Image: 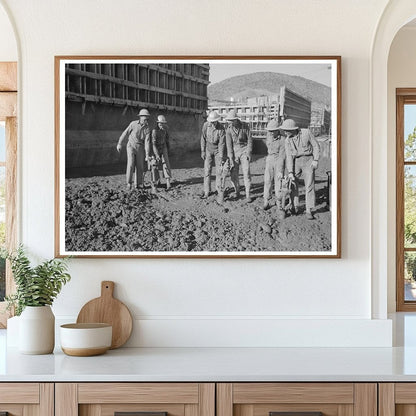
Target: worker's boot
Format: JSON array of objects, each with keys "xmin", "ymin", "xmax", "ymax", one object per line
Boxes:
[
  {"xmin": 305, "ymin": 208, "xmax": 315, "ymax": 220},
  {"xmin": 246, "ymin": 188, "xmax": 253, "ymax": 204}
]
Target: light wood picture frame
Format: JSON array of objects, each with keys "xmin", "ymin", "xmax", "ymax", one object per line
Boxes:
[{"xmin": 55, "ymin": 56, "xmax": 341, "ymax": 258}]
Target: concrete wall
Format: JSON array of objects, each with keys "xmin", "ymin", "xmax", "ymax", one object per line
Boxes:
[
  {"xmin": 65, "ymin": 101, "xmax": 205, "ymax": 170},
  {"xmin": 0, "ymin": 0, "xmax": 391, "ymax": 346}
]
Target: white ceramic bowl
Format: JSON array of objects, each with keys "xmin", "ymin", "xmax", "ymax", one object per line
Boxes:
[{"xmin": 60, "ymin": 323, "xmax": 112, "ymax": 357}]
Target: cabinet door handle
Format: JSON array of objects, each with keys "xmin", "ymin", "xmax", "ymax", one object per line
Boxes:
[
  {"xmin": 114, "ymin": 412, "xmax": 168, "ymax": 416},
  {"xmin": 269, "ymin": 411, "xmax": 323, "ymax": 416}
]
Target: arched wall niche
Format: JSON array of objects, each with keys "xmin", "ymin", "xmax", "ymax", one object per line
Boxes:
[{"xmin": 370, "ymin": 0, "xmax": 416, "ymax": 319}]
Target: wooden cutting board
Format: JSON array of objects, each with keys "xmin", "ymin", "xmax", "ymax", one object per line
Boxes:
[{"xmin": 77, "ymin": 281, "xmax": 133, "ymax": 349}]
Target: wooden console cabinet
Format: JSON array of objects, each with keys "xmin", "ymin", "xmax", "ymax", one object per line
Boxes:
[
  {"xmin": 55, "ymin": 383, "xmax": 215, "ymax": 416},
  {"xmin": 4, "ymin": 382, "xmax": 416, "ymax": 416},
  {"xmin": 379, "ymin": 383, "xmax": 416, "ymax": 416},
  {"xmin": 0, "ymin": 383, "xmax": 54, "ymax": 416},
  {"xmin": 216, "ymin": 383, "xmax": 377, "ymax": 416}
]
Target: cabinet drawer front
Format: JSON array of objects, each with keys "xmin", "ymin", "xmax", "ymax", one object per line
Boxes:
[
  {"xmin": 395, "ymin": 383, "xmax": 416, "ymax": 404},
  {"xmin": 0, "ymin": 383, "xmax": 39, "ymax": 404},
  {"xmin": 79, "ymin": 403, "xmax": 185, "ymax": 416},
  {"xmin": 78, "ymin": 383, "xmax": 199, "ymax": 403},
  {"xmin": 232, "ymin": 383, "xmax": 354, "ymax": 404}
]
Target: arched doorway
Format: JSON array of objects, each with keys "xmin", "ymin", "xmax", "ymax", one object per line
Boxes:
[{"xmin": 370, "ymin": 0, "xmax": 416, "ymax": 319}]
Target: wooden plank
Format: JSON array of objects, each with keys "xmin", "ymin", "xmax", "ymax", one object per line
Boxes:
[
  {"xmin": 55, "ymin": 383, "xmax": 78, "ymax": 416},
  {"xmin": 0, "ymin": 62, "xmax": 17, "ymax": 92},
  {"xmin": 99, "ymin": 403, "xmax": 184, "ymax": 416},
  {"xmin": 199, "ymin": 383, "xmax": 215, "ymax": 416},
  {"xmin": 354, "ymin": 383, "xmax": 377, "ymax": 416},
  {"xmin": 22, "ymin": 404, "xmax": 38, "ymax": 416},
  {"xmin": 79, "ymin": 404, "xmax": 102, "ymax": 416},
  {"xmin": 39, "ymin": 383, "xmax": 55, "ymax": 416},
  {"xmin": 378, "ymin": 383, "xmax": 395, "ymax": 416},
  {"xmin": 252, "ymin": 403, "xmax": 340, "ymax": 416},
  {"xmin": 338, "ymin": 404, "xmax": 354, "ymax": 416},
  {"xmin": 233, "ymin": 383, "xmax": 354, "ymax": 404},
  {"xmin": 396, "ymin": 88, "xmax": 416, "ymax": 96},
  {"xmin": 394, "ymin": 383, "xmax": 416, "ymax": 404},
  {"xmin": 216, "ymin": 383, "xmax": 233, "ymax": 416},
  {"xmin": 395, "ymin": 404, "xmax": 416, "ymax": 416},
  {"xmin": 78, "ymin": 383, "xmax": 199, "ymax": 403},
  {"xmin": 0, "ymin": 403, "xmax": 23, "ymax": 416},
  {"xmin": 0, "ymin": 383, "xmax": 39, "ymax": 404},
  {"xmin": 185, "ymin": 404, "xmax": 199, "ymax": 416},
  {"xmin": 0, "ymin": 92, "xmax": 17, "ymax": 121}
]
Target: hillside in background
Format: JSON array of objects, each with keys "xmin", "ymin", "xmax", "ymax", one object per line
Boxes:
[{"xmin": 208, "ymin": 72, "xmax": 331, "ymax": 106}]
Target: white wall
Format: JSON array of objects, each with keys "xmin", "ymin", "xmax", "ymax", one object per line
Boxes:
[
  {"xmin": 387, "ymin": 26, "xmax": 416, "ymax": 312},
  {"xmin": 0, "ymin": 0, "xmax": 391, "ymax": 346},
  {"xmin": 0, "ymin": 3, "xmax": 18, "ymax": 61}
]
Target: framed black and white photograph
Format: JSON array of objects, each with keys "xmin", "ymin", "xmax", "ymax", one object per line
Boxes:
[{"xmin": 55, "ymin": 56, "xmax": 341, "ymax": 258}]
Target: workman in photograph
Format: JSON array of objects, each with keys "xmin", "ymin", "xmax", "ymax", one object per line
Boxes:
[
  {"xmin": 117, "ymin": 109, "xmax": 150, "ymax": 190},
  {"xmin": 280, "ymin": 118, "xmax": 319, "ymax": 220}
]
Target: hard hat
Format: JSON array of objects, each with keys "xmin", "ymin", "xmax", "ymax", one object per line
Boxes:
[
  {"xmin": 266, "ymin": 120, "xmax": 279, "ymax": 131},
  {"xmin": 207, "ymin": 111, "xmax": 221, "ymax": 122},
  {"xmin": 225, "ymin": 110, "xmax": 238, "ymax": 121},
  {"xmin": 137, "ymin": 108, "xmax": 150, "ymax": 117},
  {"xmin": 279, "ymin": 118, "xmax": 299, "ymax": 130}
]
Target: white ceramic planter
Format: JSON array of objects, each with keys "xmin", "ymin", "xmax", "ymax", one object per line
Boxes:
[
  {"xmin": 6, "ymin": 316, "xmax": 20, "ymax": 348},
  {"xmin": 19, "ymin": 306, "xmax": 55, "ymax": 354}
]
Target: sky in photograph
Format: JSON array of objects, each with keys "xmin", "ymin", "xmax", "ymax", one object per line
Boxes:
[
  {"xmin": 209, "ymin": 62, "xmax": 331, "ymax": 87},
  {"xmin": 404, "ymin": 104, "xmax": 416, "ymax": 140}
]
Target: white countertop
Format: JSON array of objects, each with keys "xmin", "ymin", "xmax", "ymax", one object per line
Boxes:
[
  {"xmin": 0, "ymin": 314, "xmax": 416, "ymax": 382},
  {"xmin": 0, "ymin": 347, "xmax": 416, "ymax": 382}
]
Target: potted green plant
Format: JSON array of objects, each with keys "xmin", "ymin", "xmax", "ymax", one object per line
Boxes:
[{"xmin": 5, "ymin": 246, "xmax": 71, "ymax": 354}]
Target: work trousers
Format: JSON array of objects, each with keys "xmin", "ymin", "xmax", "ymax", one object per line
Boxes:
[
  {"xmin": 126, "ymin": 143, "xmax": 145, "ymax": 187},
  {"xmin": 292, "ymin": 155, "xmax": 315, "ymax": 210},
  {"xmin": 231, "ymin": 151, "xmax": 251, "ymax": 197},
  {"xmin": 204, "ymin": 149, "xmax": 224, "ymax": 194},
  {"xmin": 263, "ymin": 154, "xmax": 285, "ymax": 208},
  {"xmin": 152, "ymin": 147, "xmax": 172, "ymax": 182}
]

•••

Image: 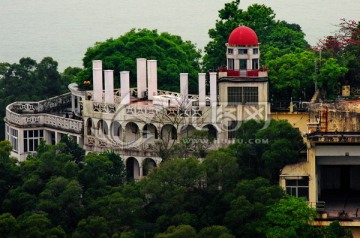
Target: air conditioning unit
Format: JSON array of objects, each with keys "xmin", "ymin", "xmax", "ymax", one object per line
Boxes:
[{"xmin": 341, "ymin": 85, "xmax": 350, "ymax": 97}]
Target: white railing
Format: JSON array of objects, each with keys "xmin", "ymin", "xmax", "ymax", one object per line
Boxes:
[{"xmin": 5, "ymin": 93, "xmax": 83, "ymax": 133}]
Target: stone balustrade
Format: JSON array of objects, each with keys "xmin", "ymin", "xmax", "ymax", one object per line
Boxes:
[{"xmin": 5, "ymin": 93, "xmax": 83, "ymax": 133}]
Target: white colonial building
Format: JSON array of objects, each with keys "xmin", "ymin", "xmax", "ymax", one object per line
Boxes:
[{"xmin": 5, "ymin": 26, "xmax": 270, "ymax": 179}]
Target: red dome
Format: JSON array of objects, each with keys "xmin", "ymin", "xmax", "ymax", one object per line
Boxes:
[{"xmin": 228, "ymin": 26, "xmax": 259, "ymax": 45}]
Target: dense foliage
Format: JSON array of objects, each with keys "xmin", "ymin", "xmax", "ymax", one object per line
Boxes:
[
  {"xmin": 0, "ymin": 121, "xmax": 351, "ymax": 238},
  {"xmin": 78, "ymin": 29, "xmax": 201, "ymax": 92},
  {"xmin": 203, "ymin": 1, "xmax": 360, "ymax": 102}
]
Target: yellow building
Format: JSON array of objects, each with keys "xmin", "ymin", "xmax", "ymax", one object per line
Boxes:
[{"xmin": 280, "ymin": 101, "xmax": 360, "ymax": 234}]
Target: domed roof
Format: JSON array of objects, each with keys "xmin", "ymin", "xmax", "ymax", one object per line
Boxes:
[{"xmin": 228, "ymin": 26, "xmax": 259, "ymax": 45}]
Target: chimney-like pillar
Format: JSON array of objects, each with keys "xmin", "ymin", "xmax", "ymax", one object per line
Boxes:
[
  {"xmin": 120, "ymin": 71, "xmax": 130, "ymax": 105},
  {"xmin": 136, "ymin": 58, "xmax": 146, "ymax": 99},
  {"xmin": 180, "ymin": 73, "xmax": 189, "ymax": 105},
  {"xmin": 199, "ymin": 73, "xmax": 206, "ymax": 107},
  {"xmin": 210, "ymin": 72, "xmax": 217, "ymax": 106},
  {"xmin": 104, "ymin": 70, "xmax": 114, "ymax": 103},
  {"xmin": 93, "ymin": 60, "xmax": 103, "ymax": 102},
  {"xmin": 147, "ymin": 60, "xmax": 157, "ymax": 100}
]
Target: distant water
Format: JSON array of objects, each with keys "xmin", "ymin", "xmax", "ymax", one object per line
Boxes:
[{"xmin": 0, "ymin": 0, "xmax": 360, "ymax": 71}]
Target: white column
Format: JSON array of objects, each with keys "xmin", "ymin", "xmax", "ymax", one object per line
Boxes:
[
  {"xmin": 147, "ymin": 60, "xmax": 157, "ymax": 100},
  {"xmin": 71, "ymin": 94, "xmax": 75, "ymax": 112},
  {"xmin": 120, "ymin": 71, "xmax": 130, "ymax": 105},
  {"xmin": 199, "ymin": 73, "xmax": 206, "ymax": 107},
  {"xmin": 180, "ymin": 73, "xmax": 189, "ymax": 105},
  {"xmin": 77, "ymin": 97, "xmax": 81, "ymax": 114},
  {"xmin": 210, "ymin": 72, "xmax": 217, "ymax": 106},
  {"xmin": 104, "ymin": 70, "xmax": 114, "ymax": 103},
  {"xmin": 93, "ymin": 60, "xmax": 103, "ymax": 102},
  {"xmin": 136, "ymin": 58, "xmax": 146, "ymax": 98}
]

•••

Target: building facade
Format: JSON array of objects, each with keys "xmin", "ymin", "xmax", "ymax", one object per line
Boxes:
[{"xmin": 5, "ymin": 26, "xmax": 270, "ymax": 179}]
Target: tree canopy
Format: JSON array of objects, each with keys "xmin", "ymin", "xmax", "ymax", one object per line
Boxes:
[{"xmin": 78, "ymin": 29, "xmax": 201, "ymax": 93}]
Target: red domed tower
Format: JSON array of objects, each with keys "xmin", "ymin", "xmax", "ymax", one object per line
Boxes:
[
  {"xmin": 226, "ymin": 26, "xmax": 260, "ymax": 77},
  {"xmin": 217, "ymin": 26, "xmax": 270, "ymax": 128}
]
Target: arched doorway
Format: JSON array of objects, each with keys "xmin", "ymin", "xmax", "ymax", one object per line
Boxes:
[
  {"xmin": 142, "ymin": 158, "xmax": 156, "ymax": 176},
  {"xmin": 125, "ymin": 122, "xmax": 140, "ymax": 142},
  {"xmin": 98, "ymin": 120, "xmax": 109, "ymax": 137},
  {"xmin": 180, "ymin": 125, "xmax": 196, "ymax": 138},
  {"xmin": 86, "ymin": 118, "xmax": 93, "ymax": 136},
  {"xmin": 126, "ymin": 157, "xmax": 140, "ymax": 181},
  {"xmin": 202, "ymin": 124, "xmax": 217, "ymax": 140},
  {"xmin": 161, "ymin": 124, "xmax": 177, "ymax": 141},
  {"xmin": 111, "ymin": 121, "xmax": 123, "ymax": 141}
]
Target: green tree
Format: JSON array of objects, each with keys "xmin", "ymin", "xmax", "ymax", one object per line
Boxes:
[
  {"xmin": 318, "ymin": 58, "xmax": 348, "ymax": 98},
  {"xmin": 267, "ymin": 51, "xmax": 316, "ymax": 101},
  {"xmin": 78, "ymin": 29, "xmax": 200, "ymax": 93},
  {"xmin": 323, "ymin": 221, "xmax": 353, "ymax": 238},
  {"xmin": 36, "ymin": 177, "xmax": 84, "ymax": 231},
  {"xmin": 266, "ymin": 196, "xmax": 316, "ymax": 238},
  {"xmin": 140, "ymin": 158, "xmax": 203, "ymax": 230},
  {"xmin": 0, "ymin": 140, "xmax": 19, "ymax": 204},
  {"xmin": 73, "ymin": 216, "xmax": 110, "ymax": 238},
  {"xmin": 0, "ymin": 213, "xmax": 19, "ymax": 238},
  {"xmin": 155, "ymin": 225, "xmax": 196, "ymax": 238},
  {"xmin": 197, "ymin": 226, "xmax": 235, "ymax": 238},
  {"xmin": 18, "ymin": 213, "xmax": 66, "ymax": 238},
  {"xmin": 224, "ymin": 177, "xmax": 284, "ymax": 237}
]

•••

## Problem statement:
State how many lines of the items contain the string "building", counting only matches with the same case, and give only the number.

## Exercise answer:
3